Your task is to reproduce exactly the lines from the line with "Target: grassy hill" through the end of the records below.

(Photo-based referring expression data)
--- --- ---

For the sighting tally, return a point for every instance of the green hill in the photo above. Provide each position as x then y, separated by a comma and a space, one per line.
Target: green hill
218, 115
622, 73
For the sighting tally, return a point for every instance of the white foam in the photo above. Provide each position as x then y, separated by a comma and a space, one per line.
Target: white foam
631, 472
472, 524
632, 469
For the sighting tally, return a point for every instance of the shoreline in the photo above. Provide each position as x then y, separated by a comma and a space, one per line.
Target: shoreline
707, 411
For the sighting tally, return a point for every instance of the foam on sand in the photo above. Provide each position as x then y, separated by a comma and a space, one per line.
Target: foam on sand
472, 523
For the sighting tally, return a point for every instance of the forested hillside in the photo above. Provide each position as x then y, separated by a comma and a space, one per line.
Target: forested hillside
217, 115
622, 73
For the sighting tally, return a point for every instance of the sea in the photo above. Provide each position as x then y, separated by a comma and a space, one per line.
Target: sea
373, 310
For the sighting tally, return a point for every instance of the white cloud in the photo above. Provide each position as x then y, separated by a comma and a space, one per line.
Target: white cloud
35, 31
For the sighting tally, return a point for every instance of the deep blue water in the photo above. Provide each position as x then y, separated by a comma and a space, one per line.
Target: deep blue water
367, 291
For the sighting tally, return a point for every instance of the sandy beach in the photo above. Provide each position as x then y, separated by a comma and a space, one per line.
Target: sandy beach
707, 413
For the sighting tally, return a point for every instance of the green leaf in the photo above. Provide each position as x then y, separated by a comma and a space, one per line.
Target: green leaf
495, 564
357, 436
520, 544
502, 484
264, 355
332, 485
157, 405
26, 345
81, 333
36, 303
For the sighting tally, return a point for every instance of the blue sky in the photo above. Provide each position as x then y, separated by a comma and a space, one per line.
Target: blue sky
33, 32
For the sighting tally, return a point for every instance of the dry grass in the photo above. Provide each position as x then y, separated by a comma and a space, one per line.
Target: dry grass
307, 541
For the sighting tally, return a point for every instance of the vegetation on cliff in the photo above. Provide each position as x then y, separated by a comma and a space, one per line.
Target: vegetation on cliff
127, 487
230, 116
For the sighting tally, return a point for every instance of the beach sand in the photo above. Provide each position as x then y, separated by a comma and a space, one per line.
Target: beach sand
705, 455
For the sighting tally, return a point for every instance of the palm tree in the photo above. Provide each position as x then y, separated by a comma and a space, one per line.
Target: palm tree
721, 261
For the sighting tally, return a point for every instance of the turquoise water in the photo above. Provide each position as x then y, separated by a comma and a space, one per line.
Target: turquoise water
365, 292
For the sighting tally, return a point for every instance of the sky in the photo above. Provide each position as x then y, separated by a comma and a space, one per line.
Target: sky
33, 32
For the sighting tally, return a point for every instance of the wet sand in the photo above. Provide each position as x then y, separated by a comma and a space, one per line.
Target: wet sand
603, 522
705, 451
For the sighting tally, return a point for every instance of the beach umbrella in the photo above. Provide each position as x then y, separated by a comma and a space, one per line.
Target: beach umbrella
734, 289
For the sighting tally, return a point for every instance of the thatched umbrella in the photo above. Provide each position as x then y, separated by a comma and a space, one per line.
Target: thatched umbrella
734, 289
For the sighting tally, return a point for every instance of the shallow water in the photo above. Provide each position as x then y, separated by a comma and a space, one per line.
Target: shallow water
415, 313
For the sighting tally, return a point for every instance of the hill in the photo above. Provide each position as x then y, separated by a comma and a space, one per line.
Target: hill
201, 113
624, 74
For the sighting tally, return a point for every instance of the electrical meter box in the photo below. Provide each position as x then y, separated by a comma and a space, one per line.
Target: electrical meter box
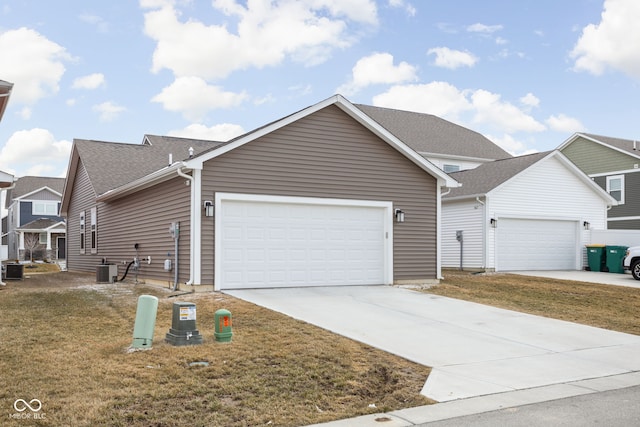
183, 329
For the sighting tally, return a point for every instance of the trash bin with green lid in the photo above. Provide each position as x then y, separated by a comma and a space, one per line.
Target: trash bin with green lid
615, 256
596, 257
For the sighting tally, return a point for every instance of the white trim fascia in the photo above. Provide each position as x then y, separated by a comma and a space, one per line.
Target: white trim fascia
26, 196
617, 172
597, 141
584, 177
346, 106
220, 197
623, 218
572, 168
150, 180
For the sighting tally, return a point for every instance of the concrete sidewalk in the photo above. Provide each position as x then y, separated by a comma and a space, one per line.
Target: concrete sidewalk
474, 350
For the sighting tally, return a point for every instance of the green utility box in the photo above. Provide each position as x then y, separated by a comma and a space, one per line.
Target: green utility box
596, 256
222, 320
145, 321
615, 256
183, 325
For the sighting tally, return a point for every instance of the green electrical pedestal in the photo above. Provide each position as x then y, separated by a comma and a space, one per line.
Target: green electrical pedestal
145, 321
183, 325
222, 320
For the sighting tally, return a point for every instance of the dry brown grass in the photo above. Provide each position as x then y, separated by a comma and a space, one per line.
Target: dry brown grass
603, 306
67, 347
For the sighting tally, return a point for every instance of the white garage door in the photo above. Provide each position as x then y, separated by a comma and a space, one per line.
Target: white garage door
527, 244
278, 244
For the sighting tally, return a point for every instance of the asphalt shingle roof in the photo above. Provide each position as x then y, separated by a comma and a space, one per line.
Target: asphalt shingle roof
622, 144
428, 134
488, 176
112, 164
29, 184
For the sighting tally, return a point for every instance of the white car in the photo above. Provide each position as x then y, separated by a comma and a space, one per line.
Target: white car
632, 261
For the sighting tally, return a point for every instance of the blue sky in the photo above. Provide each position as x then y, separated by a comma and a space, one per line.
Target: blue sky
527, 73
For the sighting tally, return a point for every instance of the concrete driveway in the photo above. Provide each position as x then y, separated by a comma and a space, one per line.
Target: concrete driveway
474, 349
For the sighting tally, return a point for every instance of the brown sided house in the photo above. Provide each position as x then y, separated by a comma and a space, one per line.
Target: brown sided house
325, 196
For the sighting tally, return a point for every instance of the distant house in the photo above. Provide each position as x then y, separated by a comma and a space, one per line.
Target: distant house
6, 181
324, 196
451, 147
530, 212
613, 164
33, 220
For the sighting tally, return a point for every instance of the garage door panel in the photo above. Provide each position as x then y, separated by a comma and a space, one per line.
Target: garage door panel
270, 244
530, 244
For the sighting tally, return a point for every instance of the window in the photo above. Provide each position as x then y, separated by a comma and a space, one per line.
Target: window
82, 232
615, 187
45, 208
94, 226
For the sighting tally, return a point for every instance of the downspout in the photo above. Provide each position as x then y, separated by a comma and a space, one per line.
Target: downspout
484, 232
191, 180
4, 190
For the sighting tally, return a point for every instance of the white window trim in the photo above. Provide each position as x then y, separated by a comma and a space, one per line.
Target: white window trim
94, 231
83, 243
45, 204
621, 178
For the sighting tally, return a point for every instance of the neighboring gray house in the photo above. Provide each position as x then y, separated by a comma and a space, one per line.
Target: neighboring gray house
33, 220
449, 146
530, 212
324, 196
613, 163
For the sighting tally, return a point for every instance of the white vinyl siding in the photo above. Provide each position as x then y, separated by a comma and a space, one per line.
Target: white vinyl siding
546, 191
615, 187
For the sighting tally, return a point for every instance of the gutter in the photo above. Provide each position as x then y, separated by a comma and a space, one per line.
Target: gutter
192, 224
12, 186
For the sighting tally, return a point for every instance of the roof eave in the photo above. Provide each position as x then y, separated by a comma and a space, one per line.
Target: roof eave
147, 181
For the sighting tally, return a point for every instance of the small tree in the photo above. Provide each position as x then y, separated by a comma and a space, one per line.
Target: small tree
31, 243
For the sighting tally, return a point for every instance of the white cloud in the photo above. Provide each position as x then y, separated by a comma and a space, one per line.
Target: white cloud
563, 123
96, 21
193, 97
613, 42
34, 152
438, 98
91, 81
490, 109
32, 63
530, 100
482, 28
402, 4
221, 132
479, 107
377, 68
266, 34
108, 111
452, 59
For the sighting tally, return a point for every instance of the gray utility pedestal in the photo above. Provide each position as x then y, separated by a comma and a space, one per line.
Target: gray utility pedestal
183, 329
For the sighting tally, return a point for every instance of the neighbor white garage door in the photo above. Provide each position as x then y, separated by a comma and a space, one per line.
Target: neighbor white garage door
277, 244
528, 244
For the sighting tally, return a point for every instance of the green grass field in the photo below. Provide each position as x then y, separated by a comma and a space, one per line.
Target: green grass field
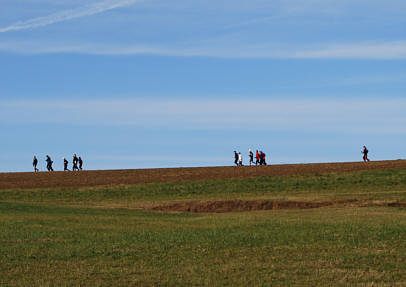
106, 236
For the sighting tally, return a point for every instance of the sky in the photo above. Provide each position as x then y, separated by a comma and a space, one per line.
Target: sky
153, 83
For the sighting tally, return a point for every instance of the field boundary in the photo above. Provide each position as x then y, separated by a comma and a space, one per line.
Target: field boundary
141, 176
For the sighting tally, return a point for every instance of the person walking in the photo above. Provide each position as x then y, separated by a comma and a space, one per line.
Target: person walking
257, 157
365, 152
80, 163
251, 155
75, 163
235, 158
35, 163
49, 163
239, 159
65, 164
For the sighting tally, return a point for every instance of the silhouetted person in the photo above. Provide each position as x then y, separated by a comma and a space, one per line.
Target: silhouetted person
235, 158
80, 163
65, 164
251, 155
257, 158
75, 163
365, 152
239, 159
49, 163
34, 164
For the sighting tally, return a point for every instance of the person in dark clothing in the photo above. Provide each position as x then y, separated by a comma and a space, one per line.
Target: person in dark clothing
75, 163
65, 164
257, 158
49, 163
251, 155
80, 163
34, 164
365, 152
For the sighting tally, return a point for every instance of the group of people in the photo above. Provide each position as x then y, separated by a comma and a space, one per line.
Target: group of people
365, 153
260, 158
77, 163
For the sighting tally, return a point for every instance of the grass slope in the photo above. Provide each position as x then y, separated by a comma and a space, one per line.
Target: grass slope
99, 237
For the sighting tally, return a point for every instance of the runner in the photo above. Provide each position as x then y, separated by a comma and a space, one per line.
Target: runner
251, 155
75, 163
239, 159
65, 164
34, 164
365, 152
49, 163
80, 163
257, 157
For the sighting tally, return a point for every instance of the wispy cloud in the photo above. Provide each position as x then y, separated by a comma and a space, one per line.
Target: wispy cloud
66, 15
379, 50
377, 116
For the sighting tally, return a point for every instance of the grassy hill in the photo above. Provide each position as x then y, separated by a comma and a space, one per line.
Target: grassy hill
311, 226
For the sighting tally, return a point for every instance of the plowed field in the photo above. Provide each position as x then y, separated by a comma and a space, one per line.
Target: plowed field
114, 177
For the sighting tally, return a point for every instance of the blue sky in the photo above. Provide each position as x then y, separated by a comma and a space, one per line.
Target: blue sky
140, 84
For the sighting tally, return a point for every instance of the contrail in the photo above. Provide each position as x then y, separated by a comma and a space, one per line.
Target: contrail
68, 15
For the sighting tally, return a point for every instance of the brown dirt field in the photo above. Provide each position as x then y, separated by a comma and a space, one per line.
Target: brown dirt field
136, 176
222, 206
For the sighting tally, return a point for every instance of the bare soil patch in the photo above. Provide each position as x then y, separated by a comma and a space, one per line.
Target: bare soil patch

--- --- ---

■ Exercise response ■
Target: grassy hill
311, 226
For the sighting tally, return a point for every instance of the plowed field in the photo above. Provide each position as x then y, separated by a comma and a space, one per line.
Target: plowed field
114, 177
For the sighting tally, return a point for every instance of the blue sky in the photo above. Provide each position as x then y, separated by a comma and a space, one per line.
Target: blue sky
140, 84
For the sighting tally, return a point for every instance of the contrail in the photo above. Provide each position as x then y, separated by a comma and a space, one per line.
Target: contrail
68, 15
For the sighting tally, return a point for every instance of the brown dirt field in the photo above. Provide each position as x then y, separated by a comma and a space, one per line.
Target: brown dirt field
136, 176
222, 206
For the sighting tally, return a point for every instance of the bare soil patch in the photo above. Provide each position as x then y, separated by a comma and a space, one per line.
Target: bare soil patch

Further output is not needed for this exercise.